Directions for this task:
Echo the lines of the data from the one containing "Query: ground" through the one containing "Outline every instance of the ground.", both included, reproducing each character for character.

[Excerpt from a dataset]
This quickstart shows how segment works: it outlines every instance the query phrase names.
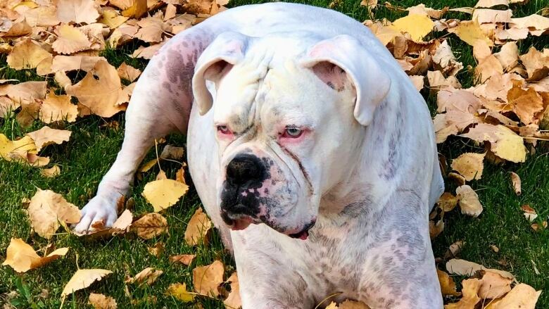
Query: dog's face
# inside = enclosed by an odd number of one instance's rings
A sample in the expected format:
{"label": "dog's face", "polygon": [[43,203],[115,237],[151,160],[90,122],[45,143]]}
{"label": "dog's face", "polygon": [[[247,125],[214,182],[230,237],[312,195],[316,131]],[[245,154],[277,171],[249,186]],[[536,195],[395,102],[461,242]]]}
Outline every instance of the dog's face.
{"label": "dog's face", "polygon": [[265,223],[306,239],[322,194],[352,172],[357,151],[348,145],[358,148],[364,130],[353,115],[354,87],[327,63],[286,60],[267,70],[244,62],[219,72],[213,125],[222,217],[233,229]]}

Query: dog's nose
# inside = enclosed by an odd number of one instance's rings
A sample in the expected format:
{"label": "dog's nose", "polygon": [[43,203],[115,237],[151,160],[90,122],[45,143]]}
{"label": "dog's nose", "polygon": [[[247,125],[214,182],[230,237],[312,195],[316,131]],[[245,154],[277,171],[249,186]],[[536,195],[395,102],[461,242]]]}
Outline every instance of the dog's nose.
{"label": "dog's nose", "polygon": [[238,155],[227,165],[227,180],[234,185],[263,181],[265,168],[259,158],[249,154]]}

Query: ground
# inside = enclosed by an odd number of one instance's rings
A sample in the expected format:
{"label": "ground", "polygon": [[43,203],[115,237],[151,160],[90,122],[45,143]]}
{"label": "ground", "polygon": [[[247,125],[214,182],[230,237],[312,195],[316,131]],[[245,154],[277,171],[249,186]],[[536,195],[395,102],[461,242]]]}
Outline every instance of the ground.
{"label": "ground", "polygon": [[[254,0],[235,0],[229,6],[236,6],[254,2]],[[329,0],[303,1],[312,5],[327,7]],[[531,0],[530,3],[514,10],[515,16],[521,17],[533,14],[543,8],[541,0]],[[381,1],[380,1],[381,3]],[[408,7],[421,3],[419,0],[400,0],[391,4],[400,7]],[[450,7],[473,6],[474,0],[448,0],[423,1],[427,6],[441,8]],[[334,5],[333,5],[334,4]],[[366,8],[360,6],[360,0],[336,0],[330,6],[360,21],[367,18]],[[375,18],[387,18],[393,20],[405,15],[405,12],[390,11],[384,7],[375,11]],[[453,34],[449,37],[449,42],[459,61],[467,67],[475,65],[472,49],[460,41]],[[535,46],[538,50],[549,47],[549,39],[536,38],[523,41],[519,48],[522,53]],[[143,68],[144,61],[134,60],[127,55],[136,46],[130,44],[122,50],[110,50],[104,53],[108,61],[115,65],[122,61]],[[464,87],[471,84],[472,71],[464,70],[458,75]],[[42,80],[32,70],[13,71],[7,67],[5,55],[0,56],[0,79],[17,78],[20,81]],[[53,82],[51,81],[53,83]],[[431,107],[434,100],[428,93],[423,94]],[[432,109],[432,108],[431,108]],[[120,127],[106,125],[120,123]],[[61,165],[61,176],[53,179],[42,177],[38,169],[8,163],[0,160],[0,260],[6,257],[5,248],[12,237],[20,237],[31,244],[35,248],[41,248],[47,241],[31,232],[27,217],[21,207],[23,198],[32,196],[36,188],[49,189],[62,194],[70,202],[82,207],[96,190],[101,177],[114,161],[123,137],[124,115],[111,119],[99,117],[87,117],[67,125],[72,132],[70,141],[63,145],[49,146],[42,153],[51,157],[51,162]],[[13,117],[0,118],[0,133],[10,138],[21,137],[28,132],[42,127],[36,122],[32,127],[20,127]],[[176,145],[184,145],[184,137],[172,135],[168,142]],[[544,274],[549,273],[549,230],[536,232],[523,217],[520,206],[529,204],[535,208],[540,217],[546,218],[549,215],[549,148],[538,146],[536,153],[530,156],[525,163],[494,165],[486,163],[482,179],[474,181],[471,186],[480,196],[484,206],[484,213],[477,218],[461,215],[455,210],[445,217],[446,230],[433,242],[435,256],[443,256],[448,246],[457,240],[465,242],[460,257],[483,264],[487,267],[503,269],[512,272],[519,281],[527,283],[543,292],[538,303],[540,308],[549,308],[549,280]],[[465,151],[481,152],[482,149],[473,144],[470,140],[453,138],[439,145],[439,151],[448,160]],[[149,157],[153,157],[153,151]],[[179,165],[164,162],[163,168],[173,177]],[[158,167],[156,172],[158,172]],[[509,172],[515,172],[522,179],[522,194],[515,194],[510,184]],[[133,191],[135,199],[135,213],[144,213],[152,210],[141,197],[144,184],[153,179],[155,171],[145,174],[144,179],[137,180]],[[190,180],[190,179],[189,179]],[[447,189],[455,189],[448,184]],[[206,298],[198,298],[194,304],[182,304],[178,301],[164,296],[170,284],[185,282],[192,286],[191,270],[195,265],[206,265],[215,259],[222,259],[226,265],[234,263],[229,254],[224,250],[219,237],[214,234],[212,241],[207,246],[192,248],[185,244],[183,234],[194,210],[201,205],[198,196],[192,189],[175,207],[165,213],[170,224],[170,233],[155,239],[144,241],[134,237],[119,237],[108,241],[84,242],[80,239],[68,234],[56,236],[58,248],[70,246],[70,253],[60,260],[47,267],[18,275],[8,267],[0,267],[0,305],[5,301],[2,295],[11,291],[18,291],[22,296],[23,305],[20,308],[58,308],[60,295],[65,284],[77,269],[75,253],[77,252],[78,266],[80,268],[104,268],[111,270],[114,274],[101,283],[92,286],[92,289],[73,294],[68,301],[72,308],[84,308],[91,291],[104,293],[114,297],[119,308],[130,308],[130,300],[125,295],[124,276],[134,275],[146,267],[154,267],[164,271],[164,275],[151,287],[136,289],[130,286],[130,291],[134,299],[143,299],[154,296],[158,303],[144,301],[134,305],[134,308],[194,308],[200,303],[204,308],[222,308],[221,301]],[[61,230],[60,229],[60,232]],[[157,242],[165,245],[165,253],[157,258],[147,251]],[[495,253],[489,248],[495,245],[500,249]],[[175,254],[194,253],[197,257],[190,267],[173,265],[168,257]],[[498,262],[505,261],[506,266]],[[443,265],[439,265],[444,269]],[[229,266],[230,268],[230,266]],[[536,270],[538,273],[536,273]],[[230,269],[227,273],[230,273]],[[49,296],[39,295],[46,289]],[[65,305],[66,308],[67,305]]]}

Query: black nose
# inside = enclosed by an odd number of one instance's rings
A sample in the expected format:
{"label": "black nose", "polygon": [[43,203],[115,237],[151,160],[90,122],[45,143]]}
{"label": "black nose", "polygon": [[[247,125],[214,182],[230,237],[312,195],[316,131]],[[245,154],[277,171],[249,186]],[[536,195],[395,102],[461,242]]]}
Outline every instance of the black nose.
==
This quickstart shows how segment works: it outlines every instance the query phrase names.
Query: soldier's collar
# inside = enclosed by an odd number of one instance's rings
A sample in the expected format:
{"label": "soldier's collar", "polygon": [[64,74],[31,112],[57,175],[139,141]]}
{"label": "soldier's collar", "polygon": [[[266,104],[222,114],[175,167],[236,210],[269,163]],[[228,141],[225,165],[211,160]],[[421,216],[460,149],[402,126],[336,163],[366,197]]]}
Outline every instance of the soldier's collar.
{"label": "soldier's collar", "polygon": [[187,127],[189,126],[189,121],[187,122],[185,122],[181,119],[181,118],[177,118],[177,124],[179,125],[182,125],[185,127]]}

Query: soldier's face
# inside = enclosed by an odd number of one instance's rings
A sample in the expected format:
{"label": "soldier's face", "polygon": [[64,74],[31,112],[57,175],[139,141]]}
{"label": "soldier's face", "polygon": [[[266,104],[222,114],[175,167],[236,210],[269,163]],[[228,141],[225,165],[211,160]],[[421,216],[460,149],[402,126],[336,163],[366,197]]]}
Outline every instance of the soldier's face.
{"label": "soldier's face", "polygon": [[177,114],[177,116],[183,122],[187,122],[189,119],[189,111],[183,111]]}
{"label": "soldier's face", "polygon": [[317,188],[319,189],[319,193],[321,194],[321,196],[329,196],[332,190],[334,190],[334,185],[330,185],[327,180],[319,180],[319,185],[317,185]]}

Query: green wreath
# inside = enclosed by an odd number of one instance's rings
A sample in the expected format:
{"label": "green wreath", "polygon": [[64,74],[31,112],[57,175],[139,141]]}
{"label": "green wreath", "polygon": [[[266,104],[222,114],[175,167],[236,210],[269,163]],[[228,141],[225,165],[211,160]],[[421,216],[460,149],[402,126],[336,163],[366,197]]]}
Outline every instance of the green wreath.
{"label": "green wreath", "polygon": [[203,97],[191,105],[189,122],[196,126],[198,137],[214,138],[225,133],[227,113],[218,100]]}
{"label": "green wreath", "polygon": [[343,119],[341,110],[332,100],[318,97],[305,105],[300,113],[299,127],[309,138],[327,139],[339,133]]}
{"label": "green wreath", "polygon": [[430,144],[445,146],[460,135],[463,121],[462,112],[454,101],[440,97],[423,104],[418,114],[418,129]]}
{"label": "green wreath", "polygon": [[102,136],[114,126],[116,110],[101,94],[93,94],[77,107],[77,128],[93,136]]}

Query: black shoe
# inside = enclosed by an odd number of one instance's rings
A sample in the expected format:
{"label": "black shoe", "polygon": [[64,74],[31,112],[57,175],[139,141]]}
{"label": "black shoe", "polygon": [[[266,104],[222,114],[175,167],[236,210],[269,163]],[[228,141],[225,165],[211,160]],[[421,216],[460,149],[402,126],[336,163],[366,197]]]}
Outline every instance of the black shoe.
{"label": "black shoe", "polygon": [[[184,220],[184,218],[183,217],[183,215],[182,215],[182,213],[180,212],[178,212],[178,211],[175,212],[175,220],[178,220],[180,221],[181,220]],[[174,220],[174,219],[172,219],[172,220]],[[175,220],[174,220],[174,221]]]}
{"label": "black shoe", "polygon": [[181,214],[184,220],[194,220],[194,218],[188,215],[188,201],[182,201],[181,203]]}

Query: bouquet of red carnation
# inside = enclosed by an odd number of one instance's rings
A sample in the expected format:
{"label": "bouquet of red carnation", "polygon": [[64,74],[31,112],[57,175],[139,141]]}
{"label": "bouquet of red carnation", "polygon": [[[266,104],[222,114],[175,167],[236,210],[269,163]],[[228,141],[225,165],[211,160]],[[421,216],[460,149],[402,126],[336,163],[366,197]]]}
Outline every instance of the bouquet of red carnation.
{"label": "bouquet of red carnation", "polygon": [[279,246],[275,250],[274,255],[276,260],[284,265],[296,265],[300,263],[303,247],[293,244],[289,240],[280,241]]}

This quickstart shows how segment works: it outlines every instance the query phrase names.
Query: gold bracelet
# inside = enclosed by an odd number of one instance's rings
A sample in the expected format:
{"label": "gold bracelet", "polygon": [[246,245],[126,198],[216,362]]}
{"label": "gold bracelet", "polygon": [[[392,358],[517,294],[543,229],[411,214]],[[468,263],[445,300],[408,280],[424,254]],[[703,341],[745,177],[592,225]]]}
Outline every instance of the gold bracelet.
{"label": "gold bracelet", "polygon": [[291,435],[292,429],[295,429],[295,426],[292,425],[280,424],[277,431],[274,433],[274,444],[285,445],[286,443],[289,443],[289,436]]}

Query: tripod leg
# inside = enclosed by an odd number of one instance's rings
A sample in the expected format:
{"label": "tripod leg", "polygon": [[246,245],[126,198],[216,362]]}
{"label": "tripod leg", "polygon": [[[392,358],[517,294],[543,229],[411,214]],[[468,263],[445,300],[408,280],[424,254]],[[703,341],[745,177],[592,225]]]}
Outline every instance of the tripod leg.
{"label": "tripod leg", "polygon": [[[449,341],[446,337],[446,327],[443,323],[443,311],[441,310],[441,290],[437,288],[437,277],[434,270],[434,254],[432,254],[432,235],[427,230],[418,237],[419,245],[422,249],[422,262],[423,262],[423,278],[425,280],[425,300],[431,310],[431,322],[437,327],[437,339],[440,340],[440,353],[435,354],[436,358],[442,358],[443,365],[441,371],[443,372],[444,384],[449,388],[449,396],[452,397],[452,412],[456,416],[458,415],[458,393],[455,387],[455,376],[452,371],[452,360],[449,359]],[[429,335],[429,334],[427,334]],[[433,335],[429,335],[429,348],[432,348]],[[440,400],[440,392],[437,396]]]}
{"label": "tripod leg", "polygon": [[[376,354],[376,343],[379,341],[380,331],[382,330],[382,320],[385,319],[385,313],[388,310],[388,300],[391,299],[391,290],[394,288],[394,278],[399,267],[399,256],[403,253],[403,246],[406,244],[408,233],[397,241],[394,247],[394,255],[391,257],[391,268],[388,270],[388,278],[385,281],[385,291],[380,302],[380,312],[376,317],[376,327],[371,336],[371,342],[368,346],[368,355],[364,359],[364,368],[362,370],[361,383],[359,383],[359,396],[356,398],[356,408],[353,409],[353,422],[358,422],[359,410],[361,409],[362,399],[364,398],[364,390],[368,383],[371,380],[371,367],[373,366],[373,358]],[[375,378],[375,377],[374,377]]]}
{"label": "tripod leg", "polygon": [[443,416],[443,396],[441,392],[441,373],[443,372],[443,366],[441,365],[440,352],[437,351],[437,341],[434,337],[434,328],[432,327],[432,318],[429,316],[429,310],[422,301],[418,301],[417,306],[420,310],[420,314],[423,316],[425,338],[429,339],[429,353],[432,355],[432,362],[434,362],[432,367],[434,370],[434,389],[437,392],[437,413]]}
==
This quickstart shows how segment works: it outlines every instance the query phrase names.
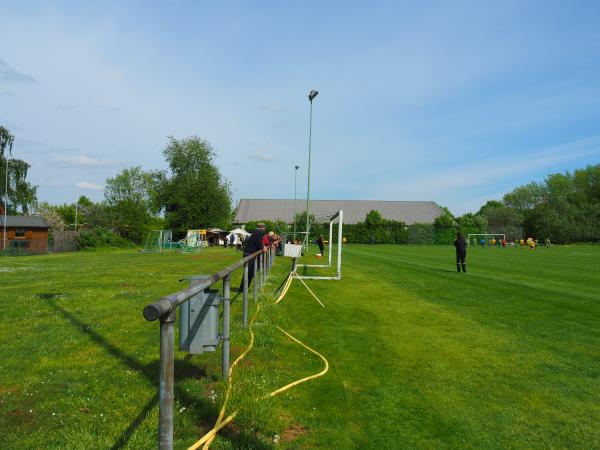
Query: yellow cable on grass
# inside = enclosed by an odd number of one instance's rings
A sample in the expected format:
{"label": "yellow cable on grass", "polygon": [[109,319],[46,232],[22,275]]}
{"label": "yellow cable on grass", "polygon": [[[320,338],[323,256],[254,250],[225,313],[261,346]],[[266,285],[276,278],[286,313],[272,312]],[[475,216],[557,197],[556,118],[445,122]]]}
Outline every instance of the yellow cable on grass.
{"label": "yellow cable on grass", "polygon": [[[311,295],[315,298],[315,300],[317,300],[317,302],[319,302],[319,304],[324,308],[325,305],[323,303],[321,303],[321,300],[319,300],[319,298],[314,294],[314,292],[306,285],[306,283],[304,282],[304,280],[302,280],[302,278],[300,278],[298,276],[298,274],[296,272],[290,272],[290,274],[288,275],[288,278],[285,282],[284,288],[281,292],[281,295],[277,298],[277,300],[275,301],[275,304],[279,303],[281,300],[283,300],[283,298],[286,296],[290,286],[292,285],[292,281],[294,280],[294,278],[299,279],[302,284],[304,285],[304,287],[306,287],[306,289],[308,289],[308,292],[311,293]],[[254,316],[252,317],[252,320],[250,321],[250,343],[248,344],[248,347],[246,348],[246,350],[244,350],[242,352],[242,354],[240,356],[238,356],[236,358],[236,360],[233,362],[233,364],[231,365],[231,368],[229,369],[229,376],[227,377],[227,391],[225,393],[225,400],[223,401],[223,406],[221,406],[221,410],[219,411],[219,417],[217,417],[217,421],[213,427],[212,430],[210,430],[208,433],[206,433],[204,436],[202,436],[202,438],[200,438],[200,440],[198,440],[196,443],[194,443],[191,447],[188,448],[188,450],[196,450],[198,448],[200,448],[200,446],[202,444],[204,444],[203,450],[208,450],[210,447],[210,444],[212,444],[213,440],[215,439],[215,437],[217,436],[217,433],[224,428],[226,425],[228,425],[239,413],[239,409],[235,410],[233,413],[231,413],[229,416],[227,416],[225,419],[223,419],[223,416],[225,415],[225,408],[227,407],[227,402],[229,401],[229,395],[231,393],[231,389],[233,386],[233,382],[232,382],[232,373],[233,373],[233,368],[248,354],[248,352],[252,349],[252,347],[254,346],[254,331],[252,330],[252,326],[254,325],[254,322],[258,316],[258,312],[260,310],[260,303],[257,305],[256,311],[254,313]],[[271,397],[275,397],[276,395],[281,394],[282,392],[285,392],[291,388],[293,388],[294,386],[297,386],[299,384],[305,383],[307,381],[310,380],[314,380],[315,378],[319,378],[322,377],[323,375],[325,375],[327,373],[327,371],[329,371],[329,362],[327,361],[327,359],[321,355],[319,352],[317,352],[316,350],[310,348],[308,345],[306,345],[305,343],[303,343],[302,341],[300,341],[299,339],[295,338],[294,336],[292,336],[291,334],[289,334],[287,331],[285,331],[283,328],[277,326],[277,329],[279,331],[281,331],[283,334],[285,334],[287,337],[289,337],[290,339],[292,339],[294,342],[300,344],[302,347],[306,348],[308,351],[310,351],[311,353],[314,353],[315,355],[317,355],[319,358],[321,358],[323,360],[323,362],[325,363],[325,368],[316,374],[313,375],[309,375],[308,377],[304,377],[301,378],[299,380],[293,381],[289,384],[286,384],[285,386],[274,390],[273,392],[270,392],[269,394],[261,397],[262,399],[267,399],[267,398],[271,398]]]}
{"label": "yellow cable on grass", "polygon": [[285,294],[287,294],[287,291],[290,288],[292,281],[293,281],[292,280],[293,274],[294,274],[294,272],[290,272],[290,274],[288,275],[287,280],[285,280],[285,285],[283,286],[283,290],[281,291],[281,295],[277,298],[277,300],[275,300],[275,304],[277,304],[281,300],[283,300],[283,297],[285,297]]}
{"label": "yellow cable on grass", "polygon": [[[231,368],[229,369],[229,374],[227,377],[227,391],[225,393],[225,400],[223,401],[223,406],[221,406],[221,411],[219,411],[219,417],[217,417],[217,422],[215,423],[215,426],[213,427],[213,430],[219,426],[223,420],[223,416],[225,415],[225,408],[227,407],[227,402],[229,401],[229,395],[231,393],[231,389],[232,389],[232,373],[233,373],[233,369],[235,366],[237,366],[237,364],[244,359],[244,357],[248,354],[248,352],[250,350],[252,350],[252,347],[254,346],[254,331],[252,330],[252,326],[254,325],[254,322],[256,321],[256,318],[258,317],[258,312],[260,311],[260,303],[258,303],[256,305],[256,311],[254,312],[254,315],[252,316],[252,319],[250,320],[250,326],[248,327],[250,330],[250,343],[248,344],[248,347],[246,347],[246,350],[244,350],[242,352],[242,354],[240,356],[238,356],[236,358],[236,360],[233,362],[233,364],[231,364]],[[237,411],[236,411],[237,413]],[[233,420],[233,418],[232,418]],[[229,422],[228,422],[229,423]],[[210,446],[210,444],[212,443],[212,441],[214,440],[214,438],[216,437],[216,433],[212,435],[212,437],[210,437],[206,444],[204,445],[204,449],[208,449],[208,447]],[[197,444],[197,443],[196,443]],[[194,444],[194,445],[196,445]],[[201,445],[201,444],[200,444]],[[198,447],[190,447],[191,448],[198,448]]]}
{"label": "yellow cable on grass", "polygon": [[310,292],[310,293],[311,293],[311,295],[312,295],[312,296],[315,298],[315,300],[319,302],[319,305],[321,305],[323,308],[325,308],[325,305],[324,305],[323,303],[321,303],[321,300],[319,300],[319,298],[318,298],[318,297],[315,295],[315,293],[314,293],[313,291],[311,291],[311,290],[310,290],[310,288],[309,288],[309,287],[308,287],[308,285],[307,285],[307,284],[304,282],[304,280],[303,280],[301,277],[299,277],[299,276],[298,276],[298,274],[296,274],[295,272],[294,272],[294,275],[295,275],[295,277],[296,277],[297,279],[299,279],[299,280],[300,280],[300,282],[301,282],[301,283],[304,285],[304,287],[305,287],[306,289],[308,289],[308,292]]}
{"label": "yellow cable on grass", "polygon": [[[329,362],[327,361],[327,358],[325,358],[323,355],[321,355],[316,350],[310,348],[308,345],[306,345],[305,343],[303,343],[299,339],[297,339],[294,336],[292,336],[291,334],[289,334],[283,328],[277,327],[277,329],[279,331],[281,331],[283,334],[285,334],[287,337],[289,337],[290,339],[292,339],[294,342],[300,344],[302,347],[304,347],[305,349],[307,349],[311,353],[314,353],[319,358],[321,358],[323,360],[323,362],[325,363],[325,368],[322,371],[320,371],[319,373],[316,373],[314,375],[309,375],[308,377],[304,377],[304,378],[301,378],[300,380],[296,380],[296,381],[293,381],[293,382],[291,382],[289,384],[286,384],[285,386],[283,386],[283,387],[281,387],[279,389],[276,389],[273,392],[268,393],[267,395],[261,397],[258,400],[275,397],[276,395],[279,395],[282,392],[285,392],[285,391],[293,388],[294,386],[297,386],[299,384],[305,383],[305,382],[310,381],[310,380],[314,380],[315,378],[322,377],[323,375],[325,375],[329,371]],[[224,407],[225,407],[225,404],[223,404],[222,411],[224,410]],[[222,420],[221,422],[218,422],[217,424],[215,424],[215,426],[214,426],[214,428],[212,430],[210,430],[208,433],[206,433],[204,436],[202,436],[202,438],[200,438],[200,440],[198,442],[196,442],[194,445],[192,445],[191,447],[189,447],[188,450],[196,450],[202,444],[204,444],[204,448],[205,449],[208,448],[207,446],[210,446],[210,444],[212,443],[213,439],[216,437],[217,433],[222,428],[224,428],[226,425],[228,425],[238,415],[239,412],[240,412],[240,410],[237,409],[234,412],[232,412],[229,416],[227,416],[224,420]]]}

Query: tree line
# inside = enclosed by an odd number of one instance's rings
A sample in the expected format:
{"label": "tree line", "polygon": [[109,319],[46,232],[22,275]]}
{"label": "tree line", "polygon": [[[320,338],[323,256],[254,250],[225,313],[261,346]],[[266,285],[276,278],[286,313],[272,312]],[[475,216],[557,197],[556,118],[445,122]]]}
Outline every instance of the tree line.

Right answer:
Query: ground
# inside = enclosed by an odd number of one instance's rings
A sample in the expected format:
{"label": "ground", "polygon": [[43,203],[115,237],[151,160],[90,122],[45,143]]}
{"label": "ground", "polygon": [[[247,125],[214,182],[230,237],[312,195],[316,131]],[[245,154],[277,171],[249,186]],[[536,195],[395,102],[461,242]]]}
Outline every instance of the ground.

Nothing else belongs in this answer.